[[ Data to examine open ]]

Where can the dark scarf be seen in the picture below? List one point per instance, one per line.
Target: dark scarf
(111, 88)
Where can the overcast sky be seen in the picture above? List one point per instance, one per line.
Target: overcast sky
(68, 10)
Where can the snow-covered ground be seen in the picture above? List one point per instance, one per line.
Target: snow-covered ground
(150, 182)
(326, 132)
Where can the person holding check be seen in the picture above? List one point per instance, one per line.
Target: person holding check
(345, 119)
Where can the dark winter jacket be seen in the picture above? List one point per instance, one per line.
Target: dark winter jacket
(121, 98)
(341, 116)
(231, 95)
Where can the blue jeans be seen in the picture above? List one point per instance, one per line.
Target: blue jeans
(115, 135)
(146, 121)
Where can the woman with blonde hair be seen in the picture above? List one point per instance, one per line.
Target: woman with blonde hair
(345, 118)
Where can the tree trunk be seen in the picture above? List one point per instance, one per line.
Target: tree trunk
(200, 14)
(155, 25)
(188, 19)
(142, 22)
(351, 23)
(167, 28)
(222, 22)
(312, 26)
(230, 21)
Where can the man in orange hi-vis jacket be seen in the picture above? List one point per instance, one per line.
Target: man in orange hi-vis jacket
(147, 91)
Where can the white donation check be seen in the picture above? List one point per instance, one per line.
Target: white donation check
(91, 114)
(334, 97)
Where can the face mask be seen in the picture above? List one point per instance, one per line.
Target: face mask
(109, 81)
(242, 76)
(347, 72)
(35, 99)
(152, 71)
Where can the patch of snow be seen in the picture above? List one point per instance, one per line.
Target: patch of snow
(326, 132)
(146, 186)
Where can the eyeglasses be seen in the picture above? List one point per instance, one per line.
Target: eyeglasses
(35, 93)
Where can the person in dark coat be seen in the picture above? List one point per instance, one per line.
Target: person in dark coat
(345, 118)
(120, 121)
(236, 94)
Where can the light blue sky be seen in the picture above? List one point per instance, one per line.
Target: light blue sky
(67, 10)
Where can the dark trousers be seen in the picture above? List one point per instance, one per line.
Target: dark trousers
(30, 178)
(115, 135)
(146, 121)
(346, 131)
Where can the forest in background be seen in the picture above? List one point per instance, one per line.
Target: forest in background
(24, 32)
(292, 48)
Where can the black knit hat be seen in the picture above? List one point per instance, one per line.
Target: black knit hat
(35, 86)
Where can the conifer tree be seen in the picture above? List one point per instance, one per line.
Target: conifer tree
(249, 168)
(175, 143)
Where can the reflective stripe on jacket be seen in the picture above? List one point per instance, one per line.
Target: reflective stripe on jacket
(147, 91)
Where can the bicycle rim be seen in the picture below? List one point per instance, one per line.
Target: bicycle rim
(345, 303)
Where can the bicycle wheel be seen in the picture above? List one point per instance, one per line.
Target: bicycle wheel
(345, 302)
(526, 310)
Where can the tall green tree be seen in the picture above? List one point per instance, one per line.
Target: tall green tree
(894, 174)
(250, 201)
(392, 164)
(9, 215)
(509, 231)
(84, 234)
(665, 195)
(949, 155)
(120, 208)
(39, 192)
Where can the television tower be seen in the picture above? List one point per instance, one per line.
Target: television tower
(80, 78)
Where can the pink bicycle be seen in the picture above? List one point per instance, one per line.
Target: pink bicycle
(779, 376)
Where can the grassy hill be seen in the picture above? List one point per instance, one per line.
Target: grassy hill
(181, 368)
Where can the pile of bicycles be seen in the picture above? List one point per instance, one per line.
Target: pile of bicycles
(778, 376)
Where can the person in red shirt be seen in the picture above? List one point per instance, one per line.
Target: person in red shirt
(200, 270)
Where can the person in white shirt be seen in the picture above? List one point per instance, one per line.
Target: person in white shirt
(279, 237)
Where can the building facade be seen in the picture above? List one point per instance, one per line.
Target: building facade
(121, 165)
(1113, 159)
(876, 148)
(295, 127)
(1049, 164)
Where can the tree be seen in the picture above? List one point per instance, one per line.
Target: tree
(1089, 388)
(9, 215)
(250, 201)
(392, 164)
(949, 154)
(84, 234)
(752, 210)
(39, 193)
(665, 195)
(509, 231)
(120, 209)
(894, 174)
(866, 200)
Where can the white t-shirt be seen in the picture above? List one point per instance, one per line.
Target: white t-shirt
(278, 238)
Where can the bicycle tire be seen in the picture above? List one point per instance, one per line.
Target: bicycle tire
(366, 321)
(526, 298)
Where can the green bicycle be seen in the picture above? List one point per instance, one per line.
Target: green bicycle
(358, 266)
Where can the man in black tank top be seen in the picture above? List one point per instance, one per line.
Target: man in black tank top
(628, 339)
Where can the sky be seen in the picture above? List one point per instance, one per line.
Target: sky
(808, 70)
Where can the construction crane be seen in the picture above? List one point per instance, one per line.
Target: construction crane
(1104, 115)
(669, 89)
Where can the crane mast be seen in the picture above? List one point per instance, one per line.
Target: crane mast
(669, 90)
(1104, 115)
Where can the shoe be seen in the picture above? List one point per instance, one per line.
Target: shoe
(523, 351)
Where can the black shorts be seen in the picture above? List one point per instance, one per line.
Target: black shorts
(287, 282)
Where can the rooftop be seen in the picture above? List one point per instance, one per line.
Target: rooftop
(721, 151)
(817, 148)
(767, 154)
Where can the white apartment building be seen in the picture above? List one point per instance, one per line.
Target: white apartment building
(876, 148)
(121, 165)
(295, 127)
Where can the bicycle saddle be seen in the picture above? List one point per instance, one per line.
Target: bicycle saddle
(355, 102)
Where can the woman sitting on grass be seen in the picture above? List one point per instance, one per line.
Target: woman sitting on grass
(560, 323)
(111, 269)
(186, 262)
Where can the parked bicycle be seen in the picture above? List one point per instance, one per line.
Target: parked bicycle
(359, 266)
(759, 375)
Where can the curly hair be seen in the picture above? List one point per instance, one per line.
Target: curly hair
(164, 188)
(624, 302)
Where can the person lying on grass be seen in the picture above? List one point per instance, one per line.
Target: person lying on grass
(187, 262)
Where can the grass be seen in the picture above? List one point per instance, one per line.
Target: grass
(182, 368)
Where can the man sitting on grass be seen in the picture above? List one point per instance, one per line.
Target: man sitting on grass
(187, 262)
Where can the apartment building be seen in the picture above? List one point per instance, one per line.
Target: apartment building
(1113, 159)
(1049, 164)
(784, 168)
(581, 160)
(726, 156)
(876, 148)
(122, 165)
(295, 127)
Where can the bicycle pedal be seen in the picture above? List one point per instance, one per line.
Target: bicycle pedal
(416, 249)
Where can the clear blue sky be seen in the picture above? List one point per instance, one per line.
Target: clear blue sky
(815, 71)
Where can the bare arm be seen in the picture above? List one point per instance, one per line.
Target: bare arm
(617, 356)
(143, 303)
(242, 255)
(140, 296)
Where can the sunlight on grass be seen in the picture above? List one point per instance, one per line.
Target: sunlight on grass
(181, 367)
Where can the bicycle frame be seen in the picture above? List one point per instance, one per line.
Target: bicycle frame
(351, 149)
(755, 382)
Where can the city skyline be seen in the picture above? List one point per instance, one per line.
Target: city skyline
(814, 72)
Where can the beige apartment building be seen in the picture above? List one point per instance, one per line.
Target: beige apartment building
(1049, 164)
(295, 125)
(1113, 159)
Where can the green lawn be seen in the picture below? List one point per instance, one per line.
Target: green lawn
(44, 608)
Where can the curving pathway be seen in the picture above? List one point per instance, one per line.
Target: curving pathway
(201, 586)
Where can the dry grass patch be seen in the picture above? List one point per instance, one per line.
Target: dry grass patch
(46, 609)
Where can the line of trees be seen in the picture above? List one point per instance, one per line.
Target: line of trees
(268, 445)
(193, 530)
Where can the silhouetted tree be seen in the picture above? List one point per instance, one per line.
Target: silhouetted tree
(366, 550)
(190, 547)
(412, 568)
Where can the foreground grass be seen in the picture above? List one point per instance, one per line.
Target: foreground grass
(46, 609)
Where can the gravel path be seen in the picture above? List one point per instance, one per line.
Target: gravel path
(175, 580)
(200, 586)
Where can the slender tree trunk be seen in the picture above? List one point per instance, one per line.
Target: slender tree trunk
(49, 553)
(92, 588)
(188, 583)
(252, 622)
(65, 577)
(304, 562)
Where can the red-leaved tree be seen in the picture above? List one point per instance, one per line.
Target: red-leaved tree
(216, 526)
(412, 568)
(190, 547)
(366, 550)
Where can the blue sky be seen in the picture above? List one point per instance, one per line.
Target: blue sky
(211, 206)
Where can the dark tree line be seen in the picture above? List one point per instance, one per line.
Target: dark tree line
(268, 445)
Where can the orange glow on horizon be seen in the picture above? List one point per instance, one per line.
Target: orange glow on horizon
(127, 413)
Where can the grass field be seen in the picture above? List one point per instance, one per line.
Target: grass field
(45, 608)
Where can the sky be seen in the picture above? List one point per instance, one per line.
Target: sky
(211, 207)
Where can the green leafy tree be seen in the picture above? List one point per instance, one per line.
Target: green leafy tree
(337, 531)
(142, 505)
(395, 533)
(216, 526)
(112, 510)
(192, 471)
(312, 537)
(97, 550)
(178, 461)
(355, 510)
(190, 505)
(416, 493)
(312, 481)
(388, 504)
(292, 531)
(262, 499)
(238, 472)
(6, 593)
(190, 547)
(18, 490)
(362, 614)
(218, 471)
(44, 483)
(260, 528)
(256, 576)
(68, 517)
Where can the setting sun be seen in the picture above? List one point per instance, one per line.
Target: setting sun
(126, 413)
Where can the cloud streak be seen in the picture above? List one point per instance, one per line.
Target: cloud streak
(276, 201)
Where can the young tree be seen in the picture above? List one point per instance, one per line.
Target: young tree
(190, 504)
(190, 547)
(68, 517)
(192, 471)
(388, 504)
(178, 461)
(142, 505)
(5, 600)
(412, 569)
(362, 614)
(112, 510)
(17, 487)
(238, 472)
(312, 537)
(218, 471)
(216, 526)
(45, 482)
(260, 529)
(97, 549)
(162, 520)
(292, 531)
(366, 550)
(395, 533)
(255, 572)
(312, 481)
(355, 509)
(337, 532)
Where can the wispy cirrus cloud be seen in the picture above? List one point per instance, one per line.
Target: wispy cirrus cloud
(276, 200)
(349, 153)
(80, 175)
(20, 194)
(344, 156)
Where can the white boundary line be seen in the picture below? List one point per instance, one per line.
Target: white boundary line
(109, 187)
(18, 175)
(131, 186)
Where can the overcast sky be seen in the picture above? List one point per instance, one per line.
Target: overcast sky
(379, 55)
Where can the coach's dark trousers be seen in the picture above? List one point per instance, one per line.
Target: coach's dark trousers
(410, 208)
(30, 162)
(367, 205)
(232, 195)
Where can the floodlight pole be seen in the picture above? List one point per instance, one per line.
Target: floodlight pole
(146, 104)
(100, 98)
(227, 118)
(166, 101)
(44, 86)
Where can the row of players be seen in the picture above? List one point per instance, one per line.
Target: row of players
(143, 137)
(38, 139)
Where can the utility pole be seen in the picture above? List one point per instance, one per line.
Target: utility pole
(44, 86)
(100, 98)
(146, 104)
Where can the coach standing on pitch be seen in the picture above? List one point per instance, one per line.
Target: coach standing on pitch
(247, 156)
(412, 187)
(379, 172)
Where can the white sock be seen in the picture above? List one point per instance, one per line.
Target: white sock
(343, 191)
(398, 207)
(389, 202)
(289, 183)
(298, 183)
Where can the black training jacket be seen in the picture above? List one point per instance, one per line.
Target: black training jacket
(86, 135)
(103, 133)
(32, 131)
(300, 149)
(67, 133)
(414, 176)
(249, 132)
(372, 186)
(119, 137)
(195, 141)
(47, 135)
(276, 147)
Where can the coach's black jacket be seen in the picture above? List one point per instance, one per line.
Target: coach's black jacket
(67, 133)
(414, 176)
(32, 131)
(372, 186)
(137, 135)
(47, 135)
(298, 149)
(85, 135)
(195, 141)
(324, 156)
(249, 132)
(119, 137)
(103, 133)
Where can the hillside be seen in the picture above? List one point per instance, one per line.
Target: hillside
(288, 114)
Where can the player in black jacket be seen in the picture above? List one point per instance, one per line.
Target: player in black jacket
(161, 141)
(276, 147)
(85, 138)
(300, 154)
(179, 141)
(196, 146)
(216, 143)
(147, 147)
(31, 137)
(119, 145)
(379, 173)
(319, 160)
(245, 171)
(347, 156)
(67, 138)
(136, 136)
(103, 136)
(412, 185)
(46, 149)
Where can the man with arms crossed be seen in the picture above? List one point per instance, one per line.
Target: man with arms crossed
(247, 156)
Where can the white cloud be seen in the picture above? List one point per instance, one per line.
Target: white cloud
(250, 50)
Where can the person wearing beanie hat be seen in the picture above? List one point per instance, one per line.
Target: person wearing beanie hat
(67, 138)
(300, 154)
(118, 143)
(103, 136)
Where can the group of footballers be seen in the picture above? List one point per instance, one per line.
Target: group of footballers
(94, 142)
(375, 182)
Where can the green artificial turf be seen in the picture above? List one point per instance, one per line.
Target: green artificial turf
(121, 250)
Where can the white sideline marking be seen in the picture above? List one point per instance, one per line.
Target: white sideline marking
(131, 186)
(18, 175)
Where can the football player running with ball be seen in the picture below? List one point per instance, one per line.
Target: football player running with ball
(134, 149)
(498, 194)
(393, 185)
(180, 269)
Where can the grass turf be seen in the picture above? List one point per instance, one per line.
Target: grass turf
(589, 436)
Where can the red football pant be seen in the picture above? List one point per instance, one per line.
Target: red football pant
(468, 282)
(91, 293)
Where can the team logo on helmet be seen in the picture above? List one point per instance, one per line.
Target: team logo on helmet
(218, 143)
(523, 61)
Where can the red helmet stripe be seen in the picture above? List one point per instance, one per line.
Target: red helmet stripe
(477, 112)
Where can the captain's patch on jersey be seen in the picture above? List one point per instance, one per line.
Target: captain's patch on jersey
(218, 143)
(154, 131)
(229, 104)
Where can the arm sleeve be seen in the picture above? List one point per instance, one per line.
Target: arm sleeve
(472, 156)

[[ Data to examine closed ]]

Problem →
Copy whichever lines of the records above contain the word "below".

Solution to this task →
Where can the dark scarf be seen in the picture below? List one point per instance, one per line.
Where can the bicycle rim be seen in the picture below? List one point per instance, one per line.
Where can the green lawn be seen in the picture below? List one point per instance, one per line.
Where can the white boundary line be seen in the picture below? List one point per instance, one per line.
Where can the football player running with ball be seen in the picture below? List one point per instance, one per line.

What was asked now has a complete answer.